◆ WHAT IS REQUIRED ◆
Can you turn the part of the listing that opens with the line containing "Prove the pink flower" and closes with the line containing "[254,143,271,159]" into a two-column CSV with the columns label_request and bounding_box? Put one row per request, quote every field, replace line breaks with spaces, and leave out the pictures.

***

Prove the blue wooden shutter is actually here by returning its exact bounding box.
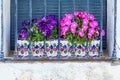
[11,0,107,50]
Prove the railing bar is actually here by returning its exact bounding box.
[0,0,4,60]
[14,0,18,59]
[29,0,32,59]
[112,0,117,59]
[43,0,47,58]
[57,0,61,59]
[71,0,75,58]
[85,0,89,58]
[99,0,103,56]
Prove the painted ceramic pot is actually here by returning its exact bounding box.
[17,39,100,58]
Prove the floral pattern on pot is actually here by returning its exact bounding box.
[18,39,100,58]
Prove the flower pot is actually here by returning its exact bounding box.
[17,40,29,57]
[17,40,100,58]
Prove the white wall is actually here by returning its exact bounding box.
[0,0,120,57]
[107,0,114,55]
[3,0,10,56]
[107,0,120,58]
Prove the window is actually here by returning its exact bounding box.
[10,0,107,50]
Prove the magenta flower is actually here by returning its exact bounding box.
[93,21,98,27]
[19,28,29,39]
[102,30,105,36]
[78,30,84,37]
[74,11,80,16]
[70,28,76,34]
[88,33,92,39]
[82,24,88,31]
[60,20,65,26]
[88,14,95,21]
[61,26,69,32]
[71,22,78,28]
[81,12,87,19]
[60,17,71,26]
[65,14,73,20]
[89,28,95,34]
[83,18,88,25]
[90,21,98,28]
[95,30,99,36]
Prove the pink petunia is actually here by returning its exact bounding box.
[89,28,95,34]
[71,22,78,28]
[82,24,88,31]
[70,28,76,34]
[83,18,88,25]
[102,30,105,36]
[65,14,73,20]
[78,30,85,37]
[74,11,80,16]
[88,14,95,21]
[88,33,92,39]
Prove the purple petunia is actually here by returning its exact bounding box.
[22,20,30,27]
[19,28,28,39]
[32,18,37,23]
[36,15,57,37]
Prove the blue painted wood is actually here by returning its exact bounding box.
[11,0,106,59]
[71,0,75,58]
[57,0,61,59]
[43,0,47,58]
[85,0,89,58]
[112,0,117,59]
[0,0,4,60]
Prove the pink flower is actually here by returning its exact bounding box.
[70,28,76,34]
[60,31,66,36]
[65,14,73,20]
[96,31,100,36]
[82,24,88,31]
[74,11,80,16]
[65,20,71,26]
[78,30,84,37]
[81,12,87,18]
[60,20,65,26]
[88,33,92,39]
[90,21,98,28]
[83,18,88,25]
[93,21,98,27]
[102,30,105,36]
[89,28,95,34]
[71,22,78,28]
[61,26,69,32]
[61,18,71,26]
[88,14,95,21]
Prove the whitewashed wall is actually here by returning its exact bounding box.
[107,0,120,58]
[0,0,120,57]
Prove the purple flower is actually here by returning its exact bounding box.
[46,30,52,37]
[47,24,54,30]
[36,15,57,37]
[22,20,30,27]
[19,28,28,39]
[32,18,37,23]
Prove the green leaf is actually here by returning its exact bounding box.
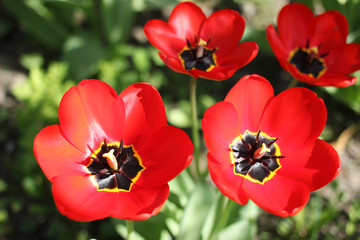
[103,0,135,44]
[3,0,67,49]
[219,218,257,240]
[64,32,105,81]
[177,181,214,240]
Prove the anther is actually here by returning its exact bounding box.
[267,138,279,147]
[253,143,271,159]
[102,149,118,170]
[196,39,207,58]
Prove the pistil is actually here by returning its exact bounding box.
[253,143,271,159]
[102,149,118,171]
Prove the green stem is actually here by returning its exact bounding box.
[287,78,299,89]
[190,77,201,177]
[125,220,134,240]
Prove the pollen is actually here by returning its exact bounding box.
[102,149,118,170]
[254,143,271,159]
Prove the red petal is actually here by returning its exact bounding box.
[207,153,249,205]
[168,2,206,47]
[310,11,348,55]
[53,175,169,221]
[266,25,289,61]
[214,42,259,69]
[53,175,117,221]
[277,139,340,191]
[259,87,326,156]
[144,19,186,58]
[277,3,315,51]
[33,125,87,181]
[225,74,274,133]
[120,83,167,149]
[243,174,310,217]
[200,9,245,57]
[59,80,124,153]
[324,43,360,75]
[202,102,242,161]
[136,126,194,187]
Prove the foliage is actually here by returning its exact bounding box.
[0,0,360,240]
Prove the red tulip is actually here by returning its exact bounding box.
[144,2,258,80]
[34,80,193,221]
[266,3,360,87]
[202,75,340,217]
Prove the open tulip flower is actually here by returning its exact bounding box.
[266,3,360,87]
[202,75,340,217]
[144,2,258,80]
[33,80,193,221]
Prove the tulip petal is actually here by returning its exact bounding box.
[277,3,315,51]
[214,42,259,71]
[259,87,326,156]
[266,25,289,61]
[120,83,167,149]
[52,175,116,221]
[225,75,274,134]
[59,80,124,153]
[325,43,360,76]
[144,19,186,58]
[207,153,249,205]
[168,2,206,44]
[202,102,241,164]
[243,174,310,217]
[200,9,245,57]
[33,125,87,181]
[136,126,194,187]
[277,139,340,191]
[310,11,348,55]
[53,172,169,221]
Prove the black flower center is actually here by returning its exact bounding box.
[86,140,145,192]
[179,39,216,72]
[230,130,283,184]
[288,41,328,78]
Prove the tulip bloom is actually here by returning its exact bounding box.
[266,3,360,87]
[34,80,193,221]
[144,2,258,80]
[202,75,340,217]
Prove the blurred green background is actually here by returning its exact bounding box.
[0,0,360,240]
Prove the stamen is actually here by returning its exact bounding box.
[104,138,109,152]
[253,143,271,159]
[320,52,329,58]
[196,39,206,58]
[102,149,118,170]
[255,130,261,143]
[239,134,251,151]
[186,39,191,48]
[115,139,124,158]
[91,157,101,163]
[267,138,279,147]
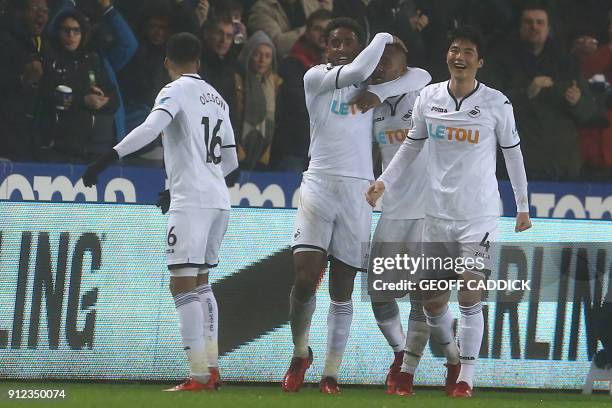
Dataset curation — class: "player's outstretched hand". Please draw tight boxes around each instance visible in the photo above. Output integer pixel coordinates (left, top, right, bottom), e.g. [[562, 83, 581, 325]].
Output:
[[350, 91, 380, 113], [514, 212, 531, 232], [155, 190, 170, 214], [83, 149, 119, 187], [366, 180, 385, 207]]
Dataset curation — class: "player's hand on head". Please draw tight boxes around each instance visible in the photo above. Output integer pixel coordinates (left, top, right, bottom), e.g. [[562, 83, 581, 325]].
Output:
[[155, 190, 170, 214], [366, 180, 385, 207], [514, 212, 531, 232], [350, 91, 381, 113], [393, 35, 408, 53]]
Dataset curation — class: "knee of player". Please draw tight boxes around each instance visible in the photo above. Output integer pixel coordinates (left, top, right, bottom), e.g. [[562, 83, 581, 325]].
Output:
[[293, 275, 319, 295]]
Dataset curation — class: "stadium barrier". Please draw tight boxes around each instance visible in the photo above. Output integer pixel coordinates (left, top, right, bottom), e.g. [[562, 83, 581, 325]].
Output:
[[0, 201, 612, 389], [0, 162, 612, 220]]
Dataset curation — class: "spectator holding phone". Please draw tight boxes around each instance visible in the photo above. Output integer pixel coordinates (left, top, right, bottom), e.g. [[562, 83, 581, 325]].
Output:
[[0, 0, 49, 160]]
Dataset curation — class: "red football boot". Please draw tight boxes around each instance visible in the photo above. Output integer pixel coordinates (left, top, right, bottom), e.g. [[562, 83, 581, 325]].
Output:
[[164, 375, 218, 392], [208, 367, 221, 389], [385, 351, 404, 394], [319, 377, 340, 394], [444, 363, 461, 396], [395, 371, 414, 397], [281, 347, 313, 392], [450, 381, 472, 398]]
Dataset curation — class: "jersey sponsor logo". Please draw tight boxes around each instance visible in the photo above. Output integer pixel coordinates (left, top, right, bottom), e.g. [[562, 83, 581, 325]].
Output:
[[376, 129, 410, 145], [331, 100, 359, 116], [431, 106, 448, 113], [468, 105, 480, 118], [427, 123, 480, 144]]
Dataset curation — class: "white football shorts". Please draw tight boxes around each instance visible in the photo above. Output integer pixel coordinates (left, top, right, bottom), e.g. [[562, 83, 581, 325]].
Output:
[[166, 208, 229, 269]]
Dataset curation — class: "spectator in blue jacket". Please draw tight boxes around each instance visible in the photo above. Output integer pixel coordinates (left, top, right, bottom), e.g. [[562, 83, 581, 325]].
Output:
[[49, 0, 138, 141]]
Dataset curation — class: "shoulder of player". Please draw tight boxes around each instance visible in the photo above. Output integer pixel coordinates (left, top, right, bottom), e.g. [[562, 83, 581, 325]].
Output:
[[304, 64, 333, 78]]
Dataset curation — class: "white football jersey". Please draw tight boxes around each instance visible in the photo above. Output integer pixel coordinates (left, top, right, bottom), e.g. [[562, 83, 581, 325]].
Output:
[[374, 68, 431, 220], [304, 64, 374, 180], [153, 74, 235, 210], [408, 81, 520, 220]]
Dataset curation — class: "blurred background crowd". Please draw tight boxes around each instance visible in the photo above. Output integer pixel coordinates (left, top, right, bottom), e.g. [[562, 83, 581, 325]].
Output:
[[0, 0, 612, 181]]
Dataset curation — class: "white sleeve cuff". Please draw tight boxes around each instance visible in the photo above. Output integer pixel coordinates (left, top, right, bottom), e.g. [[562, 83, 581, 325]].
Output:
[[114, 109, 172, 157]]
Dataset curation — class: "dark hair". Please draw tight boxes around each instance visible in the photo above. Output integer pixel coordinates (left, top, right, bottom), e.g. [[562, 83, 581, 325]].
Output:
[[449, 26, 485, 58], [52, 9, 91, 49], [325, 17, 365, 47], [306, 9, 333, 29], [5, 0, 30, 13], [214, 0, 244, 15], [166, 32, 202, 65], [206, 14, 232, 34], [521, 0, 550, 17]]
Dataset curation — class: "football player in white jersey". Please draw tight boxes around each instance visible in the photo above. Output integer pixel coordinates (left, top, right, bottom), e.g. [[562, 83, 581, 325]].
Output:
[[357, 42, 431, 395], [282, 18, 420, 393], [83, 33, 238, 391], [366, 27, 531, 397]]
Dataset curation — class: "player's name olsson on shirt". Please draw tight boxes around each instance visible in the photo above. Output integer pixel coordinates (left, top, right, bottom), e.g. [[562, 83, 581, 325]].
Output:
[[200, 92, 227, 111]]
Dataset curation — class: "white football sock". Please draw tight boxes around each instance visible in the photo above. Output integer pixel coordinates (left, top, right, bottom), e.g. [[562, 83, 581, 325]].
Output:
[[457, 302, 484, 387], [289, 290, 317, 358], [423, 305, 459, 365], [196, 283, 219, 367], [323, 300, 353, 379], [174, 291, 209, 383], [401, 302, 429, 374], [372, 300, 406, 353]]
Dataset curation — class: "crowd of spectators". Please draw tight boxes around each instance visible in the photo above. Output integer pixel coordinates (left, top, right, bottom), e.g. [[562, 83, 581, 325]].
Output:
[[0, 0, 612, 181]]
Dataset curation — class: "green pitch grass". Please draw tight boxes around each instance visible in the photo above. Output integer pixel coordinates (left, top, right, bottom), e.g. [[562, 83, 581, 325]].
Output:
[[0, 381, 612, 408]]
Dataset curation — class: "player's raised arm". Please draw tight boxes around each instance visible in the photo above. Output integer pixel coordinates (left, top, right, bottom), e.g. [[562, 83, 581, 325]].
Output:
[[495, 94, 531, 232], [304, 30, 393, 94], [366, 96, 428, 207]]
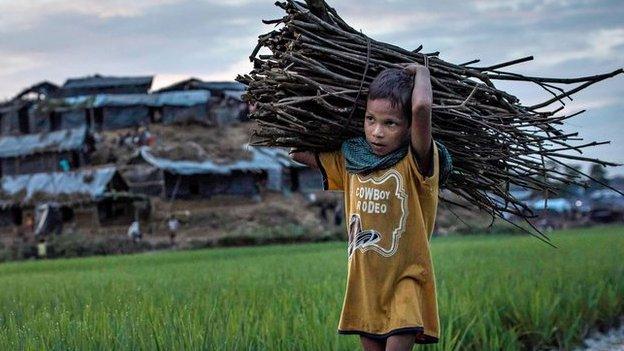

***

◆ EXERCISE OUTPUT ◆
label_request,bounding_box
"Prove the pink flower is actually here by returning its exact bounding box.","[70,28,76,34] [60,31,66,36] [65,14,73,20] [96,31,100,36] [82,24,88,31] [74,11,80,16] [65,20,71,26] [78,30,84,37] [81,12,87,18] [60,20,65,26] [88,33,92,39] [90,21,98,28] [83,18,88,25] [93,21,98,27] [102,30,105,36] [89,28,95,34] [71,22,78,28] [61,26,69,32] [61,18,71,26] [88,14,95,21]"
"Prove the whitewashed wall is actually here by returning its exact bounding box.","[107,0,120,58] [0,0,120,57]"
"Prove the purple flower is actually here by returning its exact bounding box.","[46,30,52,37] [47,24,54,30] [36,15,57,37] [22,20,30,27] [19,28,28,39] [32,18,37,23]"
"Prove the green leaf is actually here by returning its exact bounding box.","[103,0,135,44] [3,0,67,49] [219,218,257,240] [64,32,105,81] [177,181,214,240]"
"Prove the anther is actually here by returning its exact bounding box.","[267,138,279,147] [253,143,271,159] [102,149,118,170] [196,39,207,58]"
"Prove the pistil is actually here by returning its exact bounding box.","[253,143,271,159] [102,149,118,171]"
"Prove the green stem is actually here by returning its exact bounding box.","[287,78,299,89] [190,77,201,177] [125,220,134,240]"
"Prove the pollen is actually here by returning its exact bounding box.","[102,149,118,170] [254,143,271,159]"